Рината Хайдарова

корреспондент

Антон Мазуров: То, чего нет в реальных новостях, превращается в фильм

Кинокритик и world sales агент рассказал о бессистемности российского кинематографа и о том, почему 90% снятых фильмов остаются на полке

Поделиться

Арт-кинокуратор Антон Мазуров — единственный человек в России, работающий с дистрибуцией документального кино из разных стран. Один из основателей компании ANT!PODE Sales & Distribution, 10 лет работал вице-президентом и креативным директором российской прокатной компании «Кино без границ», был программным директором фестиваля современного арт-кино 2morrow — Ваш мастер-класс на «Флаэртиане» показался мне «рекламным»: вы неоднократно повторяли, что все режиссёры документального кино в том или ином случае проходят через вас, а если не проходят, то фильм остаётся на полке. Что это значит?

┄┄┄┄┄┄┄┄┄┄

### Задание A
Воспроизведите без изменений сохранённые строки от самого начала до строки с «[[0, 247, 856, 723]]» включительно. Изображения в ответ не включайте.

Сохранённые строки:
┄┄┄┄┄┄┄┄┄┄

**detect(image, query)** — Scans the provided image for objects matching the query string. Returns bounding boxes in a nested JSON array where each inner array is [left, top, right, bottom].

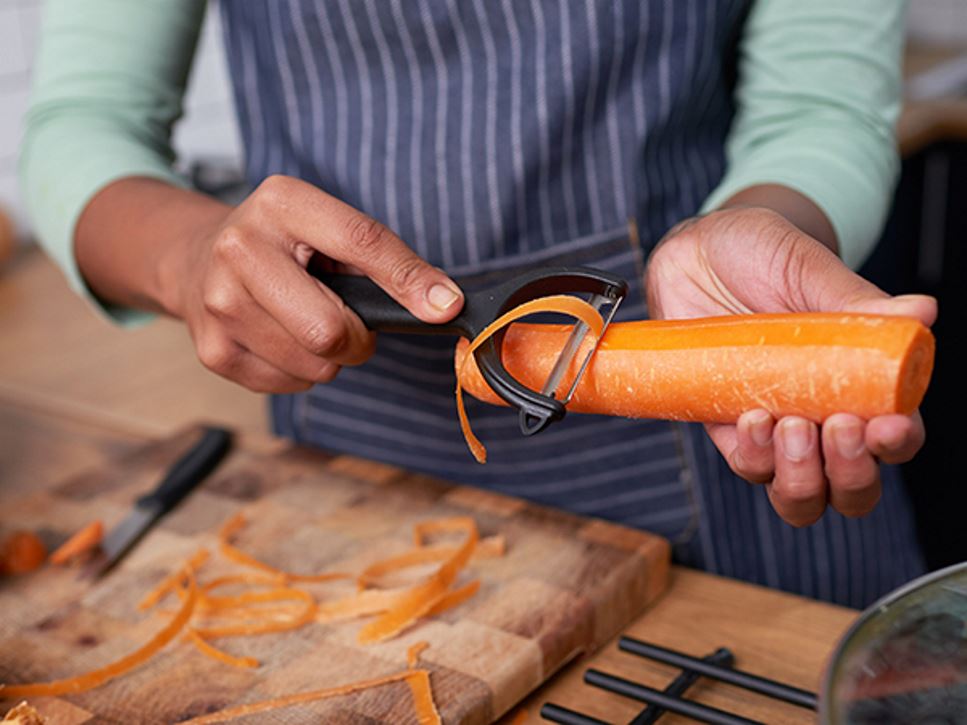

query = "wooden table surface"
[[0, 247, 856, 723]]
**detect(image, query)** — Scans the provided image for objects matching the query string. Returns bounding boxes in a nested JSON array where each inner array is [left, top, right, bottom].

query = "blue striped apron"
[[221, 0, 922, 606]]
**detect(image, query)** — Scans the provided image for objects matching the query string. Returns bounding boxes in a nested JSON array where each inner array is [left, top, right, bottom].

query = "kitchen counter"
[[0, 251, 856, 723]]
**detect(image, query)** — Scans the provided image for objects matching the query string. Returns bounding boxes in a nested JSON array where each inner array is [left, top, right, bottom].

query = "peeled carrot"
[[456, 313, 934, 423], [50, 521, 104, 566], [0, 531, 47, 574]]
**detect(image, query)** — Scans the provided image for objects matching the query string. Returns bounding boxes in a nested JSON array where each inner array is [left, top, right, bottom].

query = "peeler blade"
[[541, 294, 624, 404]]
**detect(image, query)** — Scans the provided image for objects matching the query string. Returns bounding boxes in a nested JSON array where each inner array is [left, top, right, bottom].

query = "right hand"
[[159, 176, 463, 393]]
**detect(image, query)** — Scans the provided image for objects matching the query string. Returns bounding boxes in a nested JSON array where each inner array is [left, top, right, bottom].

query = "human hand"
[[646, 208, 937, 526], [159, 176, 463, 393]]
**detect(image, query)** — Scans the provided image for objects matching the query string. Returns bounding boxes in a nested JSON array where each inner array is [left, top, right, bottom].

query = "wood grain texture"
[[0, 431, 669, 723]]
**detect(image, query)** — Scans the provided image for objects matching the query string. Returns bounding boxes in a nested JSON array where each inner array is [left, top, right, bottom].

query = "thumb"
[[844, 295, 937, 327], [341, 215, 463, 323], [799, 247, 937, 327]]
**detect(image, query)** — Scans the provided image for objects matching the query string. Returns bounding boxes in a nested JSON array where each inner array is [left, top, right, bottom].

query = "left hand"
[[646, 208, 937, 526]]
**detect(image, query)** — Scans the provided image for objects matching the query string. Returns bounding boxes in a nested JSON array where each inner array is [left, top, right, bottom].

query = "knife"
[[86, 426, 232, 578]]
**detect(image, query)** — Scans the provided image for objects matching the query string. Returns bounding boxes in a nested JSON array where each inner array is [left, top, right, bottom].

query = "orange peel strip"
[[406, 639, 430, 670], [188, 628, 259, 668], [406, 670, 442, 725], [49, 521, 104, 566], [0, 569, 198, 699], [455, 295, 604, 463], [316, 588, 409, 624], [182, 670, 442, 725], [138, 549, 209, 612], [424, 579, 480, 617], [218, 512, 352, 583], [195, 589, 316, 639], [358, 516, 479, 644], [356, 536, 507, 587]]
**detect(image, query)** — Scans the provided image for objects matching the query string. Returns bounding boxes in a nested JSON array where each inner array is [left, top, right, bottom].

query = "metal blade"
[[85, 506, 158, 577], [541, 294, 624, 404]]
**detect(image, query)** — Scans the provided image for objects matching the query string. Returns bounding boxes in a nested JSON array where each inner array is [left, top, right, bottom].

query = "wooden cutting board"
[[0, 430, 669, 723]]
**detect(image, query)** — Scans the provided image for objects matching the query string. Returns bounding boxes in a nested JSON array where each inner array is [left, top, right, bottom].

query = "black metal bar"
[[541, 702, 609, 725], [628, 647, 735, 725], [584, 670, 765, 725], [618, 637, 818, 710]]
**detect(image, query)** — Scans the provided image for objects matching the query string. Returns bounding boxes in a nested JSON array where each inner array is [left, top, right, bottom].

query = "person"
[[22, 0, 936, 606]]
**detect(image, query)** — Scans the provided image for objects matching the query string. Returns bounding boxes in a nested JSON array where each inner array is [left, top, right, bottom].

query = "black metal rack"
[[541, 637, 817, 725]]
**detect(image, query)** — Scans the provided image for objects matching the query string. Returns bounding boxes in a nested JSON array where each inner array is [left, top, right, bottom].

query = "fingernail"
[[833, 418, 866, 461], [780, 418, 813, 462], [426, 284, 460, 312], [749, 410, 772, 448]]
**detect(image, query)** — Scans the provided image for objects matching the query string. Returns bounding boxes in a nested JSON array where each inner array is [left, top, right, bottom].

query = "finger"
[[767, 416, 826, 526], [822, 413, 880, 516], [226, 301, 350, 383], [212, 227, 373, 365], [866, 411, 927, 463], [197, 333, 312, 393], [730, 409, 775, 483], [253, 177, 463, 323]]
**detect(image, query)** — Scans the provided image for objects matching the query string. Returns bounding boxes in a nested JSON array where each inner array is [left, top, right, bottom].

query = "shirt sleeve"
[[20, 0, 205, 324], [703, 0, 906, 269]]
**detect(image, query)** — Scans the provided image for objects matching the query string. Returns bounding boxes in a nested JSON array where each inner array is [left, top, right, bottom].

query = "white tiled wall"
[[0, 0, 241, 243]]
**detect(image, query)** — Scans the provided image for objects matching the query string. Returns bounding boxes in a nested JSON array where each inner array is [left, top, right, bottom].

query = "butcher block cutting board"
[[0, 430, 669, 724]]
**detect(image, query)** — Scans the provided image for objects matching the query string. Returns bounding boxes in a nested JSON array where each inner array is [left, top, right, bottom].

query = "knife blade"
[[86, 426, 232, 578]]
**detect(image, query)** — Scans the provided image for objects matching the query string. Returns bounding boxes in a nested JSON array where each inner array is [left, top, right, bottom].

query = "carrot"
[[0, 531, 47, 574], [50, 521, 104, 566], [0, 569, 198, 699], [182, 670, 442, 725], [456, 313, 934, 423]]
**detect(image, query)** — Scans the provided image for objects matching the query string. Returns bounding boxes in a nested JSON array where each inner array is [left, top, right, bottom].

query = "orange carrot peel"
[[359, 516, 479, 644], [182, 670, 442, 725], [50, 521, 104, 566], [0, 569, 198, 698], [455, 295, 604, 463]]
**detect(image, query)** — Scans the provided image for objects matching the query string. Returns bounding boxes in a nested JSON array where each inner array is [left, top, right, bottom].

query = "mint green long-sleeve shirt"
[[20, 0, 905, 321]]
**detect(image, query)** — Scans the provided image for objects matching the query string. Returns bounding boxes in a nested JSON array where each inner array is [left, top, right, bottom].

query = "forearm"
[[74, 178, 230, 316], [719, 184, 839, 253]]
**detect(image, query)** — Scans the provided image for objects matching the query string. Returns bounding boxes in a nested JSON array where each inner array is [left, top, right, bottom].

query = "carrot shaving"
[[50, 521, 104, 566], [0, 569, 198, 698], [218, 512, 352, 583], [196, 589, 316, 639], [316, 588, 409, 624], [138, 549, 209, 612], [406, 640, 430, 670], [406, 670, 442, 725], [188, 629, 259, 668], [356, 536, 507, 587], [455, 295, 604, 463], [182, 670, 442, 725], [424, 579, 480, 617], [359, 516, 479, 644]]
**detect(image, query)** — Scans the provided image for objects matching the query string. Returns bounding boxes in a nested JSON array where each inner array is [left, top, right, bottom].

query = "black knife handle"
[[137, 426, 232, 516]]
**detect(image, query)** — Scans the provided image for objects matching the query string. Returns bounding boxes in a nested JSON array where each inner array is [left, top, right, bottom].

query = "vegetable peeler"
[[308, 264, 628, 435]]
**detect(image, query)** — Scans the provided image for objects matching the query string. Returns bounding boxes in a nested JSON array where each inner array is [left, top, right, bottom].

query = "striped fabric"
[[222, 0, 922, 606]]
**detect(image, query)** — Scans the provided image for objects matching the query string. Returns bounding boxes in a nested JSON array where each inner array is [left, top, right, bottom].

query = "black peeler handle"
[[308, 265, 461, 335]]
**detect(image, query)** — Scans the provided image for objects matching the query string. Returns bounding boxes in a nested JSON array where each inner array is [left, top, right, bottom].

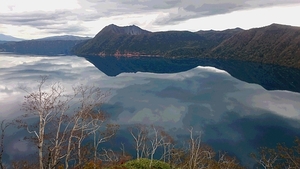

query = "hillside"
[[210, 24, 300, 68], [74, 25, 238, 57], [73, 24, 300, 68]]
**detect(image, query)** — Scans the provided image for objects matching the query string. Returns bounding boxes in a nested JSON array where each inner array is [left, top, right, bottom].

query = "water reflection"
[[85, 56, 300, 92]]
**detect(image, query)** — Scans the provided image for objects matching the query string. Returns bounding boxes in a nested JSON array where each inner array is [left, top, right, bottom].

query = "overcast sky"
[[0, 0, 300, 39]]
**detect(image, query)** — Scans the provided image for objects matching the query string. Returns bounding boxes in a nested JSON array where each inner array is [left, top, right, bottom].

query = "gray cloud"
[[0, 0, 300, 34]]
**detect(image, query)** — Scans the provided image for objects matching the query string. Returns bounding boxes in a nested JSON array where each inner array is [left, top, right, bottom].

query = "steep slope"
[[74, 25, 241, 57], [210, 24, 300, 68]]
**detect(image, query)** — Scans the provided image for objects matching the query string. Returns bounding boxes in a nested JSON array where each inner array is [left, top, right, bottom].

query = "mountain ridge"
[[0, 33, 25, 42], [73, 24, 300, 68]]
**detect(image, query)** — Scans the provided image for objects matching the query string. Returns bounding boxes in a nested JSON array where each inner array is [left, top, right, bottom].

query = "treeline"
[[0, 77, 300, 169]]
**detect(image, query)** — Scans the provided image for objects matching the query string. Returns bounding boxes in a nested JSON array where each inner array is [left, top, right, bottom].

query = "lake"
[[0, 53, 300, 165]]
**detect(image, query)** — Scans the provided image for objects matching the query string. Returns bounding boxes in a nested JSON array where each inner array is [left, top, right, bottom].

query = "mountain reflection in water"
[[84, 56, 300, 93]]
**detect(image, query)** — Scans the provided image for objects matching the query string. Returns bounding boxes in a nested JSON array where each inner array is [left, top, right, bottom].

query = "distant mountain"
[[35, 35, 92, 41], [73, 24, 300, 68], [210, 24, 300, 68], [100, 24, 151, 36], [74, 25, 238, 57], [0, 34, 24, 41], [0, 39, 88, 55]]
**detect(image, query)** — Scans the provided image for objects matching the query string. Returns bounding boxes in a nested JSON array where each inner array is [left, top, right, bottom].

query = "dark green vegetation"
[[75, 25, 241, 57], [74, 24, 300, 68], [0, 78, 300, 169]]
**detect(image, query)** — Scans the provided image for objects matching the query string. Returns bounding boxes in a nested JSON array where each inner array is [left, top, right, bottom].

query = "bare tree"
[[16, 77, 118, 169], [129, 124, 149, 159], [251, 147, 279, 169], [149, 125, 164, 168], [0, 120, 11, 169], [17, 77, 66, 169], [65, 85, 110, 168]]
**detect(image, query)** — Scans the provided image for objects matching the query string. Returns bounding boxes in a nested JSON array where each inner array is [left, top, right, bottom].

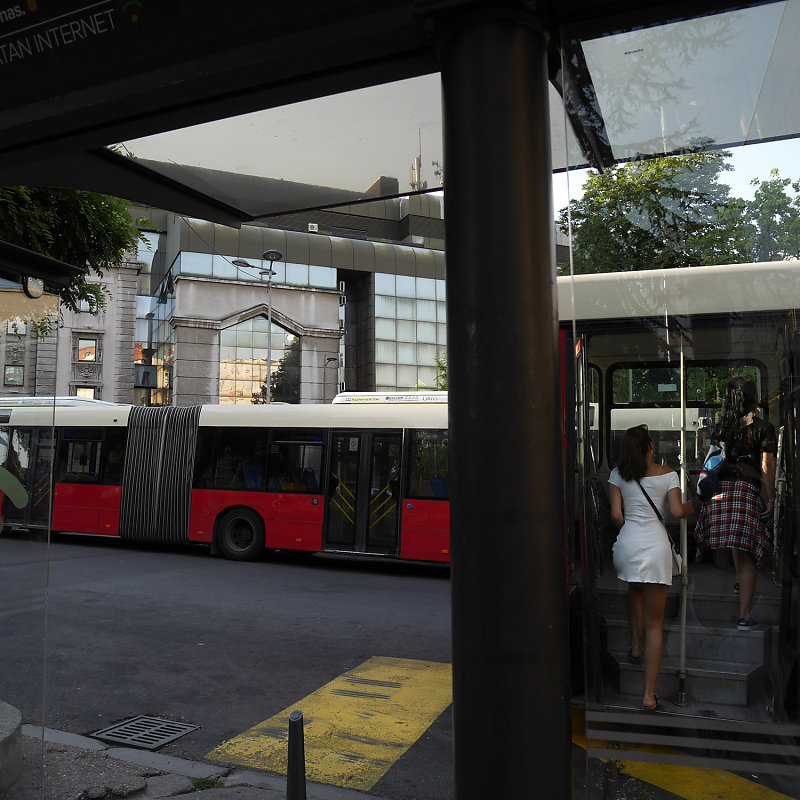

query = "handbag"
[[697, 443, 726, 500], [636, 481, 683, 577]]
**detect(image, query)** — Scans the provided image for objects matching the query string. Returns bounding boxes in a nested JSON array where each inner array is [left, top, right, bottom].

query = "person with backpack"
[[608, 425, 694, 711], [694, 378, 778, 631]]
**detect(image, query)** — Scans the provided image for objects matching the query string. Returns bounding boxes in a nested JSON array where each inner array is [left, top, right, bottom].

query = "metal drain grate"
[[92, 716, 199, 750]]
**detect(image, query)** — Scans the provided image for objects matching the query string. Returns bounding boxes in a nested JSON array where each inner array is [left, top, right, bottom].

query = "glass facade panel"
[[417, 278, 436, 300], [375, 364, 397, 387], [286, 264, 308, 286], [375, 272, 396, 296], [396, 275, 417, 297], [308, 264, 337, 289], [375, 319, 397, 339], [397, 297, 417, 319], [211, 255, 239, 280], [417, 300, 436, 322], [375, 341, 397, 364], [397, 365, 417, 389], [417, 366, 439, 389], [375, 295, 397, 319], [417, 344, 439, 366], [180, 251, 213, 277], [397, 342, 417, 364], [417, 322, 436, 344], [397, 320, 417, 342]]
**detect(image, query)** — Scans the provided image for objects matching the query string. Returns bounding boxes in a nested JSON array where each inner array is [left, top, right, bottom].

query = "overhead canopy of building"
[[0, 0, 800, 225]]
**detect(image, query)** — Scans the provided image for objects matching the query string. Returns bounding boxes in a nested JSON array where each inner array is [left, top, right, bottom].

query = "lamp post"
[[259, 250, 283, 403], [231, 250, 283, 403], [322, 356, 339, 403]]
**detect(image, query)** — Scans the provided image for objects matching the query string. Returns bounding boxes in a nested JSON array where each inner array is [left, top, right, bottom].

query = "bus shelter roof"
[[0, 0, 800, 225]]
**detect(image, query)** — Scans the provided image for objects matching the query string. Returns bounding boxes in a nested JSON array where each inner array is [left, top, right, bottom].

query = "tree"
[[0, 186, 140, 313], [559, 150, 752, 273], [745, 169, 800, 261], [434, 353, 447, 392], [252, 336, 301, 405]]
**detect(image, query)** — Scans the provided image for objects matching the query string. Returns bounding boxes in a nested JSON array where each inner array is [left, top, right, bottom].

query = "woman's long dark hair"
[[711, 378, 758, 442], [617, 425, 650, 481]]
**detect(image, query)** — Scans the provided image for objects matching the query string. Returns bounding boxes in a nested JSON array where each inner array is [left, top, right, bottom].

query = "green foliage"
[[559, 150, 800, 274], [0, 186, 140, 313], [434, 353, 447, 392], [746, 169, 800, 261], [252, 337, 301, 405], [559, 151, 744, 274]]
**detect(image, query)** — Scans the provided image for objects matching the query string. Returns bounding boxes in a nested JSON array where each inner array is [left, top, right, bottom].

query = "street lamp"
[[259, 250, 283, 403], [322, 356, 339, 403], [231, 250, 283, 403]]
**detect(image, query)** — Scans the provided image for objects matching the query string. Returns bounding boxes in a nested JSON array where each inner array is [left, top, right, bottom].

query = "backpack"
[[697, 443, 726, 500]]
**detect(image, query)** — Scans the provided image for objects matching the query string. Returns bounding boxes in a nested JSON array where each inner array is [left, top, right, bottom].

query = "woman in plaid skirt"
[[694, 378, 778, 631]]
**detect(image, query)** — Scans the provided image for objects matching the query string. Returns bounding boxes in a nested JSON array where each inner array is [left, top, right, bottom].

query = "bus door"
[[322, 431, 403, 555], [3, 428, 53, 528]]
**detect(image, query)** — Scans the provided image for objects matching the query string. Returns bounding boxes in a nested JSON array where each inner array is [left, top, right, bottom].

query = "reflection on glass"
[[78, 339, 97, 361], [219, 316, 301, 405]]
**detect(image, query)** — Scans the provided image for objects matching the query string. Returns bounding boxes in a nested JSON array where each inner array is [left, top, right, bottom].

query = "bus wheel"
[[217, 508, 264, 561]]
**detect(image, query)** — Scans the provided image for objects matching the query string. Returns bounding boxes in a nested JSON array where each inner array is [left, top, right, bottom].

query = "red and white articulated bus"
[[0, 396, 450, 561]]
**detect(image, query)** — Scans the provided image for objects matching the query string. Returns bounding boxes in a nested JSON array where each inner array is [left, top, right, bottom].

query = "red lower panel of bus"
[[400, 500, 450, 561], [53, 483, 121, 536], [189, 489, 324, 551]]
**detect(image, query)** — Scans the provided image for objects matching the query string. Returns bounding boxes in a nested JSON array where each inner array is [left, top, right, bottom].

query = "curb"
[[0, 701, 22, 797]]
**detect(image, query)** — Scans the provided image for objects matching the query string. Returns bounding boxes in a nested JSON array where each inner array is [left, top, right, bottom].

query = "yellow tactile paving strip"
[[572, 709, 794, 800], [206, 656, 453, 791]]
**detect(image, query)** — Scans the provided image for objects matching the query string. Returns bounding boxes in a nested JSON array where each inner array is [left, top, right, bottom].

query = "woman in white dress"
[[608, 425, 694, 711]]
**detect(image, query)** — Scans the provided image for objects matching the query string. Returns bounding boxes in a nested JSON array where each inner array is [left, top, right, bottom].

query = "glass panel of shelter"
[[0, 292, 58, 791], [559, 3, 800, 797]]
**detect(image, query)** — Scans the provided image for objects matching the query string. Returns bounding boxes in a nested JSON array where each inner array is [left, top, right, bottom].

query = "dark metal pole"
[[286, 711, 306, 800], [438, 4, 572, 800]]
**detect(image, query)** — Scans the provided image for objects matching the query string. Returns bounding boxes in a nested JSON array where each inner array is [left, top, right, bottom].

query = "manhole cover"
[[92, 716, 199, 750]]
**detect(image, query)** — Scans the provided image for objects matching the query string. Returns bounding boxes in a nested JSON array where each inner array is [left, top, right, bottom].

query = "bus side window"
[[406, 431, 450, 500], [213, 428, 269, 491], [56, 427, 103, 483], [192, 428, 219, 489], [267, 430, 323, 494], [101, 428, 128, 486]]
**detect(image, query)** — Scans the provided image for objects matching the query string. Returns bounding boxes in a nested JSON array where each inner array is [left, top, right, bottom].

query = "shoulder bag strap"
[[636, 481, 675, 547]]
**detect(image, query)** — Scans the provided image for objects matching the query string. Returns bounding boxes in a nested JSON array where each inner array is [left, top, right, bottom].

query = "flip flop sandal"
[[642, 695, 661, 711]]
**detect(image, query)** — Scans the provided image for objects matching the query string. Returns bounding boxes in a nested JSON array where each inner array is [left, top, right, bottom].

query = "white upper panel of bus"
[[7, 403, 447, 429], [558, 261, 800, 321], [200, 403, 447, 428]]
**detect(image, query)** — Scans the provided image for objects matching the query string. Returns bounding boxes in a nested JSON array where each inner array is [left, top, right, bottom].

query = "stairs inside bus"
[[596, 563, 780, 721]]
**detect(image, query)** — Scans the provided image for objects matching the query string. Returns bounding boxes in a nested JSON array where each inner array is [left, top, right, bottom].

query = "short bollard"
[[286, 711, 306, 800]]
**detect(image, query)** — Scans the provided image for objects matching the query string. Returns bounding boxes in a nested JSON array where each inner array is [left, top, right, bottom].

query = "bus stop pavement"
[[7, 725, 379, 800]]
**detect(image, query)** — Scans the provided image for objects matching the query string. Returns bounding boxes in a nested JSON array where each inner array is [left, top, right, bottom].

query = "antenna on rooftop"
[[408, 128, 428, 192]]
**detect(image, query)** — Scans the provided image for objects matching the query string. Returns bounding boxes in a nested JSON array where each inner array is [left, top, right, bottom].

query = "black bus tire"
[[216, 508, 264, 561]]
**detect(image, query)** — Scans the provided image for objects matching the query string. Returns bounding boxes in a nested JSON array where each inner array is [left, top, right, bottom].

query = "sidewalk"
[[8, 725, 378, 800]]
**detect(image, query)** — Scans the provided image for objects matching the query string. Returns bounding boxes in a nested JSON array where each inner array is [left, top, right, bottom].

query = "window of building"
[[77, 337, 99, 361], [3, 367, 25, 386], [219, 316, 301, 405]]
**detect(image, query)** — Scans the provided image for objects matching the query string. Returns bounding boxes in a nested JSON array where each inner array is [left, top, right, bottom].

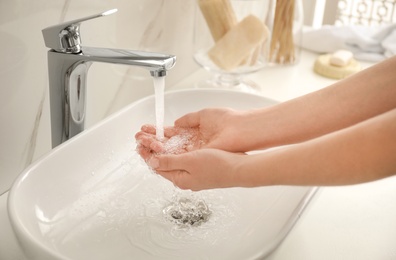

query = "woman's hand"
[[135, 108, 245, 161], [148, 149, 246, 191]]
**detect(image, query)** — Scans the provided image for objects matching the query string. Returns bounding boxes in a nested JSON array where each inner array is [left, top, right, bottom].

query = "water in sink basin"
[[44, 152, 240, 259], [9, 90, 313, 260]]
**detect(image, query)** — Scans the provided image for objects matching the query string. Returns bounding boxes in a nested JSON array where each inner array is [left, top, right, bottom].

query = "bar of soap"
[[208, 15, 269, 71], [314, 54, 361, 79], [330, 50, 353, 67]]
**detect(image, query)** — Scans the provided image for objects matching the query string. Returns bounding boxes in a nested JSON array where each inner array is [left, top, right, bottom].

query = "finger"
[[136, 145, 153, 162], [164, 126, 180, 138], [138, 134, 165, 153], [141, 124, 156, 135], [175, 112, 200, 127]]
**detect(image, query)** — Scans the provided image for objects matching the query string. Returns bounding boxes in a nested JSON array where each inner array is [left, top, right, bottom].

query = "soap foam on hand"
[[163, 128, 203, 154]]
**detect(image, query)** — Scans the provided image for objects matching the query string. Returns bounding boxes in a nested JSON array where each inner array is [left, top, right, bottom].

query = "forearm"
[[235, 109, 396, 187], [238, 57, 396, 150]]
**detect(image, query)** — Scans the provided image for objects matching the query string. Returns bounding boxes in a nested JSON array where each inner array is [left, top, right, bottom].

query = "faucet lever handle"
[[42, 9, 117, 53]]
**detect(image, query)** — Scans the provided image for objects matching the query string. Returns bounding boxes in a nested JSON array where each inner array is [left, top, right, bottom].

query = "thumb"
[[147, 153, 189, 171]]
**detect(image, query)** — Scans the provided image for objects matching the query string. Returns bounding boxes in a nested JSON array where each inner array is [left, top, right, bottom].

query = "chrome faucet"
[[42, 9, 176, 148]]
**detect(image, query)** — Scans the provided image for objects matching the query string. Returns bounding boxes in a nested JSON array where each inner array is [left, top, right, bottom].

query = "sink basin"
[[8, 89, 315, 260]]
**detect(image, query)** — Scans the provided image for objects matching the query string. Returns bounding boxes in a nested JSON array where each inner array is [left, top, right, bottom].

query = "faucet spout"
[[42, 9, 176, 147], [48, 46, 176, 148], [79, 46, 176, 76]]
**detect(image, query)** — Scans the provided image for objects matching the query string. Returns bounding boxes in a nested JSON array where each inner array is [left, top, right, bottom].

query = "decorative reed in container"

┄┄┄┄┄┄┄┄┄┄

### Задание B
Напишите продолжение интервью с Антоном Мазуровым о российском кино, начиная сразу после последней приведённой фразы.

### Результат A
**detect(image, query)** — Scans the provided image for objects matching the query string. Returns bounding boxes in a nested JSON array where each inner array is [left, top, right, bottom].


query = "wooden table surface"
[[0, 247, 856, 723]]

### Результат B
— Россия — страна, где всё, что происходит с кино, находится на зачаточном уровне в сравнении с европейскими странами. Я уже не говорю про Америку, где кинопроизводство прошло многолетнюю диверсификацию, устаканилось, систематизировалось. Здесь, в России, — всё бессистемно. Соответственно, и реальная конкурентность на рынке работы с фильмами, после того как они созданы, довольно низкая. Фактически, российским неигровым кино, которое мы смотрим, например, на «Флаэртиане», никто не торгует. Фильмы сделаны, а авторы и продюсеры «с высунутым языком» потом бегают и думают, что с ними делать. По факту в России существует только одна компания, которая имеет систему работы с документальным кино. Я эту компанию создал со своей партнёршей, шесть лет поддерживал и ушёл, поэтому рекламировать впрямую мне нечего. Одним из камней преткновения для моего партнёра в этой компании было как раз неигровое, поскольку работы с такими фильмами много, а какого-то финансового успеха значительно меньше. Поэтому прагматическая позиция моего партнёра заключается в том, что от документального надо избавляться. У меня другие установки на этот счёт.

— Как я понимаю, речь идёт о компании ANT!PODE. Но сейчас вы намерены создать другую компанию — antiDOTE. По названию они мало отличаются, а по функционалу?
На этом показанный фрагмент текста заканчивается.